== Extracted information ==

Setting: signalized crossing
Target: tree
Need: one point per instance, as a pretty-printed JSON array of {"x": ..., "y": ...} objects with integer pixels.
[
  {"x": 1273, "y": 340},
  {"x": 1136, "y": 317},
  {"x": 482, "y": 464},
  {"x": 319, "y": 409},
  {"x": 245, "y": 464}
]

===
== Extracted information ==

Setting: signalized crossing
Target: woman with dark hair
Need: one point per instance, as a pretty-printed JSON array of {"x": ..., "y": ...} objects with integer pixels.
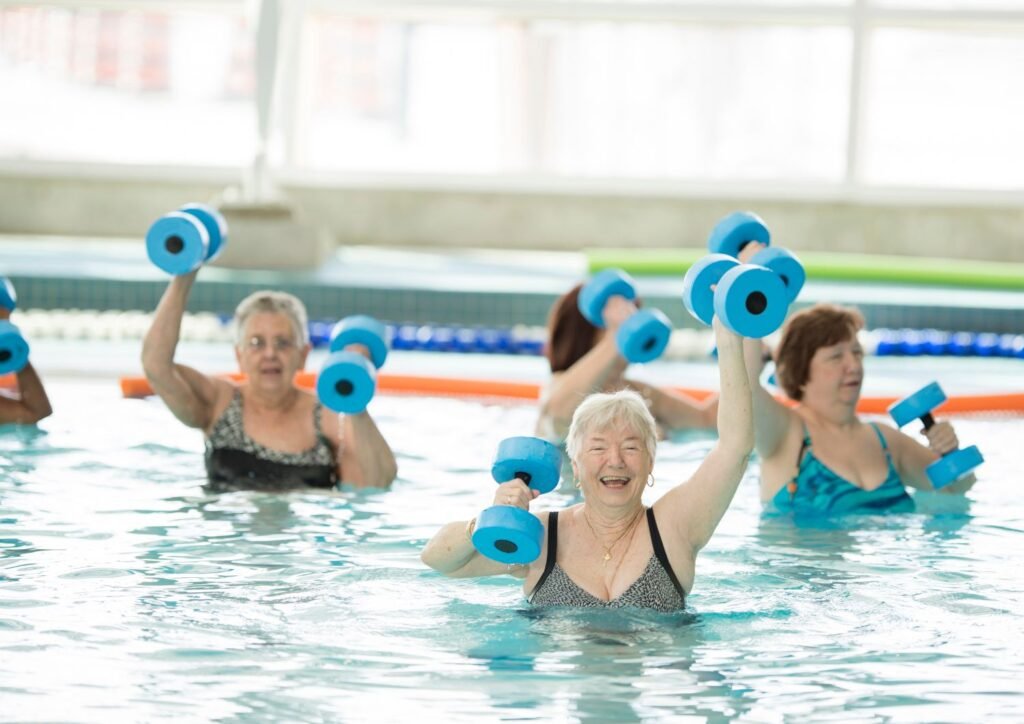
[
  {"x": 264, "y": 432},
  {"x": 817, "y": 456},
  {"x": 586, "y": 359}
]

===
== Extracted information ==

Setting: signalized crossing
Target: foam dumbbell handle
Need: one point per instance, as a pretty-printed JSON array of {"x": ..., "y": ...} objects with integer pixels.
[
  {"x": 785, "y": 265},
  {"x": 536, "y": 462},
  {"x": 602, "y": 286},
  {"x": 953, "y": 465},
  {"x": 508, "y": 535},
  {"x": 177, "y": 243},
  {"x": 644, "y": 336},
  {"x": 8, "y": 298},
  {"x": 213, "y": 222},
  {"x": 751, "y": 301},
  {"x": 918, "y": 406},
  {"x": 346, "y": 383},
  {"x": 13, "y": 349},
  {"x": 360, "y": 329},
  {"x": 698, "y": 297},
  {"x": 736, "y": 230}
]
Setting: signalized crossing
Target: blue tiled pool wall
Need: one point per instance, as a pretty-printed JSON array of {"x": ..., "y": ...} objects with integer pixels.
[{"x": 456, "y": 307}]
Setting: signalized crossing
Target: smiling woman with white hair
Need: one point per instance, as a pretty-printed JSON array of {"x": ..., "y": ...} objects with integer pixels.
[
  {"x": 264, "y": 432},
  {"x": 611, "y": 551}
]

===

__Aim of the task__
Report each line of the records above that contains the word "woman", copying every such line in full.

__Task answer__
Target: woman with dark hair
Target: smiling woman with white hair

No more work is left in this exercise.